▸ WHAT THIS TASK INVOLVES:
Write the data out again, exactly as given.

▸ SOURCE MATERIAL:
● ● ● ● ●

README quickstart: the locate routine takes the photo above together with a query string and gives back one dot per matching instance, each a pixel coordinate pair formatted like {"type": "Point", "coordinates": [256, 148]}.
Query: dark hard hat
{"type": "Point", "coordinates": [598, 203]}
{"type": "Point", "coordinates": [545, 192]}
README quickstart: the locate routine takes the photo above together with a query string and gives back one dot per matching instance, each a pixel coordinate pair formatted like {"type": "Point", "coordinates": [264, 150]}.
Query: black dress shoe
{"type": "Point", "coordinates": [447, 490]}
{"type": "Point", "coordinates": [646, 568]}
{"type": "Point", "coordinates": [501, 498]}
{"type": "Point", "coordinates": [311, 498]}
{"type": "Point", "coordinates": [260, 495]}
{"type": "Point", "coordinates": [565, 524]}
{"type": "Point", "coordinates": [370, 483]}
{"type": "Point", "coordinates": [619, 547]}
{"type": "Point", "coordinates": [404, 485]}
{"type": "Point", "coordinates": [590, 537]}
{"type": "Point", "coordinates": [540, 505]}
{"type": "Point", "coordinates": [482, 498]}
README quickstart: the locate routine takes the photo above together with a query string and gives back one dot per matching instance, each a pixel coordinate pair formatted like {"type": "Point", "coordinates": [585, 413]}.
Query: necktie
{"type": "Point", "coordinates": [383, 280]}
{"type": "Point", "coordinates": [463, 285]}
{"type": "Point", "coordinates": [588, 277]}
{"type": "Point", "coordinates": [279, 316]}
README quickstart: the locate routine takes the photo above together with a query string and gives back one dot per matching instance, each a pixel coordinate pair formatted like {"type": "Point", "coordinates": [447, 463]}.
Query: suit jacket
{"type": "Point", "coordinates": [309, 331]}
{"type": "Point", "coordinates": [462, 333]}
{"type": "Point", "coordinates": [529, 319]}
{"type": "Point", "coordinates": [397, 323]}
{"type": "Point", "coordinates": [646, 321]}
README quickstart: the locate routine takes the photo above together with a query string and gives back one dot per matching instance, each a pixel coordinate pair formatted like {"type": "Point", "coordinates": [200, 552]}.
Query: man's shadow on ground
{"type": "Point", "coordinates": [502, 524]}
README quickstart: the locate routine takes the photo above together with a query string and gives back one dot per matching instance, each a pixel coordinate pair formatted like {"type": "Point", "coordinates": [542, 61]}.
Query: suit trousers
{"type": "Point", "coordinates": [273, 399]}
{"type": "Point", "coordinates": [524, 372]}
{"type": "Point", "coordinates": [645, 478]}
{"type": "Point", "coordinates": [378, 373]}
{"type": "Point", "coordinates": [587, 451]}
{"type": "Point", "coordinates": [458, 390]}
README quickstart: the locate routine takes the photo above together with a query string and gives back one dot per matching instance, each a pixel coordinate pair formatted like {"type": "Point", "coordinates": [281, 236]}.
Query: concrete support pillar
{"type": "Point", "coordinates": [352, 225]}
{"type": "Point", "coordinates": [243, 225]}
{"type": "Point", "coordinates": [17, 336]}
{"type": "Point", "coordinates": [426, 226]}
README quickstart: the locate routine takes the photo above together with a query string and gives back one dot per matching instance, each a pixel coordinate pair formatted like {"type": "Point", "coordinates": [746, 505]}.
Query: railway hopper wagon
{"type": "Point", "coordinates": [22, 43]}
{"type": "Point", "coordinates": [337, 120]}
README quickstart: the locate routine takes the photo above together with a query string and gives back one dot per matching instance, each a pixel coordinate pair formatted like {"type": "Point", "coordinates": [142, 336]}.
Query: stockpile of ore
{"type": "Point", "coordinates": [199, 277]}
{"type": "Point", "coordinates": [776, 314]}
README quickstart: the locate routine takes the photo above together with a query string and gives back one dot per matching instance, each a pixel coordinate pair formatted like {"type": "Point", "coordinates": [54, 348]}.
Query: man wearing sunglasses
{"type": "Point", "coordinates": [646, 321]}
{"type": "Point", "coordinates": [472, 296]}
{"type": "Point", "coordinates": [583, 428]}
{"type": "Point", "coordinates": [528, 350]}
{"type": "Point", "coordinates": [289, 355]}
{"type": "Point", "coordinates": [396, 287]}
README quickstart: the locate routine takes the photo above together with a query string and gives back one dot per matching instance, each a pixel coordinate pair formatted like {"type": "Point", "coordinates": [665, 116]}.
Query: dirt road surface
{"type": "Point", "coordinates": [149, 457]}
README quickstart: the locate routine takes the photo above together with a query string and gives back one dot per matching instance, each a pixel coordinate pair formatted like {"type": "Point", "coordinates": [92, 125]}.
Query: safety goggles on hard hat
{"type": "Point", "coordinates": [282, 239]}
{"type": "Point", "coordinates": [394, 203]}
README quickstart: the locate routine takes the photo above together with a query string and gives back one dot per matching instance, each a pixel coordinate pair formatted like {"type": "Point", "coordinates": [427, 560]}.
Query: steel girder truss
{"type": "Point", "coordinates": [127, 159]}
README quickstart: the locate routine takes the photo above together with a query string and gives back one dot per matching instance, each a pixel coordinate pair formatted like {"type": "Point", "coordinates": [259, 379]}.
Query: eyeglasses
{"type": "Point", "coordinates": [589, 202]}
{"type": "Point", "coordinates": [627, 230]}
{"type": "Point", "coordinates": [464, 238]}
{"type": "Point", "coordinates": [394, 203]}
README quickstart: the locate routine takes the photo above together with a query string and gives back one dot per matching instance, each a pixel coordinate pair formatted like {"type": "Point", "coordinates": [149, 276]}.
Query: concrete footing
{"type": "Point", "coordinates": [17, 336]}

● ● ● ● ●

▸ WRITTEN RESPONSE:
README quickstart: the locate routine takes the photo above together with a query string and gives back one dot per matching instance, each a pixel coordinate pair formatted like {"type": "Point", "coordinates": [256, 148]}.
Query: dark hard hat
{"type": "Point", "coordinates": [598, 203]}
{"type": "Point", "coordinates": [545, 192]}
README quickstart: the locate routine takes the photo above together with a query string and gives back one dot per matching instance, each a pixel coordinate pair formatted like {"type": "Point", "coordinates": [264, 150]}.
Query: black dress shoe
{"type": "Point", "coordinates": [447, 490]}
{"type": "Point", "coordinates": [646, 568]}
{"type": "Point", "coordinates": [501, 498]}
{"type": "Point", "coordinates": [311, 498]}
{"type": "Point", "coordinates": [260, 495]}
{"type": "Point", "coordinates": [565, 524]}
{"type": "Point", "coordinates": [370, 483]}
{"type": "Point", "coordinates": [619, 547]}
{"type": "Point", "coordinates": [404, 485]}
{"type": "Point", "coordinates": [590, 537]}
{"type": "Point", "coordinates": [540, 505]}
{"type": "Point", "coordinates": [482, 498]}
README quickstart: the locate routine takes the photo above together with a query string and gives back one dot per matching instance, each a pixel coordinate pair formatted like {"type": "Point", "coordinates": [585, 413]}.
Query: necktie
{"type": "Point", "coordinates": [383, 280]}
{"type": "Point", "coordinates": [463, 285]}
{"type": "Point", "coordinates": [588, 277]}
{"type": "Point", "coordinates": [279, 316]}
README quickstart: the locate routine takes the photo above together with a query string and gives back one dot per matching instance, each a pixel coordinate pair formatted like {"type": "Point", "coordinates": [447, 463]}.
Query: suit jacket
{"type": "Point", "coordinates": [309, 331]}
{"type": "Point", "coordinates": [462, 333]}
{"type": "Point", "coordinates": [529, 319]}
{"type": "Point", "coordinates": [397, 323]}
{"type": "Point", "coordinates": [646, 321]}
README quickstart: the locate routine takes the photo above together with a query string and gives back one dot per matching instance, each a pixel coordinate pair formatted like {"type": "Point", "coordinates": [200, 552]}.
Query: man's shadow on ground
{"type": "Point", "coordinates": [502, 524]}
README quickstart: the locate routine takes the photo above together with a query string and gives back one dot per matching instance, each a pixel coordinate pair formatted like {"type": "Point", "coordinates": [542, 61]}.
Query: suit trousers
{"type": "Point", "coordinates": [273, 399]}
{"type": "Point", "coordinates": [524, 372]}
{"type": "Point", "coordinates": [645, 478]}
{"type": "Point", "coordinates": [378, 373]}
{"type": "Point", "coordinates": [587, 451]}
{"type": "Point", "coordinates": [458, 390]}
README quickstart: the locate routine takes the photo above together with a query string and gives back one dot per matching instance, each a pixel coordinate pair formatted like {"type": "Point", "coordinates": [281, 236]}.
Query: concrete support pillar
{"type": "Point", "coordinates": [352, 225]}
{"type": "Point", "coordinates": [243, 225]}
{"type": "Point", "coordinates": [17, 336]}
{"type": "Point", "coordinates": [426, 226]}
README quickstart: the locate routine takes the photo above together with a query string and gives back one dot per matching instance, each a pixel coordinate pair formatted like {"type": "Point", "coordinates": [746, 505]}.
Query: railway hopper wagon
{"type": "Point", "coordinates": [22, 43]}
{"type": "Point", "coordinates": [337, 120]}
README quickstart: the locate routine takes the photo above together with a query string and gives back one dot per matching instance, each a pixel coordinate pair formatted like {"type": "Point", "coordinates": [142, 336]}.
Query: stockpile of ore
{"type": "Point", "coordinates": [199, 277]}
{"type": "Point", "coordinates": [776, 314]}
README quickstart: the locate routine takes the photo above together with a query string and gives back one dot per matching instance, each a pixel coordinate pair formatted like {"type": "Point", "coordinates": [54, 348]}.
Query: man wearing sunglasses
{"type": "Point", "coordinates": [646, 321]}
{"type": "Point", "coordinates": [472, 296]}
{"type": "Point", "coordinates": [583, 428]}
{"type": "Point", "coordinates": [528, 350]}
{"type": "Point", "coordinates": [289, 355]}
{"type": "Point", "coordinates": [396, 287]}
README quickstart: the locate routine takes the photo above together with a query string and gives back one dot per matching instance, each a pixel coordinate pair formatted like {"type": "Point", "coordinates": [665, 116]}.
Query: dirt road surface
{"type": "Point", "coordinates": [149, 457]}
README quickstart: the locate routine takes the photo above together with a query string and gives back one dot per matching instance, each a pixel coordinate pair formatted like {"type": "Point", "coordinates": [92, 125]}.
Query: safety goggles on hard hat
{"type": "Point", "coordinates": [282, 239]}
{"type": "Point", "coordinates": [394, 203]}
README quickstart: the locate routine takes the photo above together with a query string and gives back one dot per matching instance, each a pixel coordinate pair formatted like {"type": "Point", "coordinates": [427, 560]}.
Query: steel girder truss
{"type": "Point", "coordinates": [127, 159]}
README quickstart: the locate routine takes the photo above together with a query string and gives back one dot per matching instance, each a pixel coordinate pair formatted like {"type": "Point", "coordinates": [259, 379]}.
Query: eyeglasses
{"type": "Point", "coordinates": [589, 202]}
{"type": "Point", "coordinates": [627, 230]}
{"type": "Point", "coordinates": [464, 238]}
{"type": "Point", "coordinates": [394, 203]}
README quickstart: the locate routine takes the photo above together with a query string and gives back one dot per matching instance, each a pixel coordinate pair formatted like {"type": "Point", "coordinates": [149, 276]}.
Query: concrete footing
{"type": "Point", "coordinates": [17, 336]}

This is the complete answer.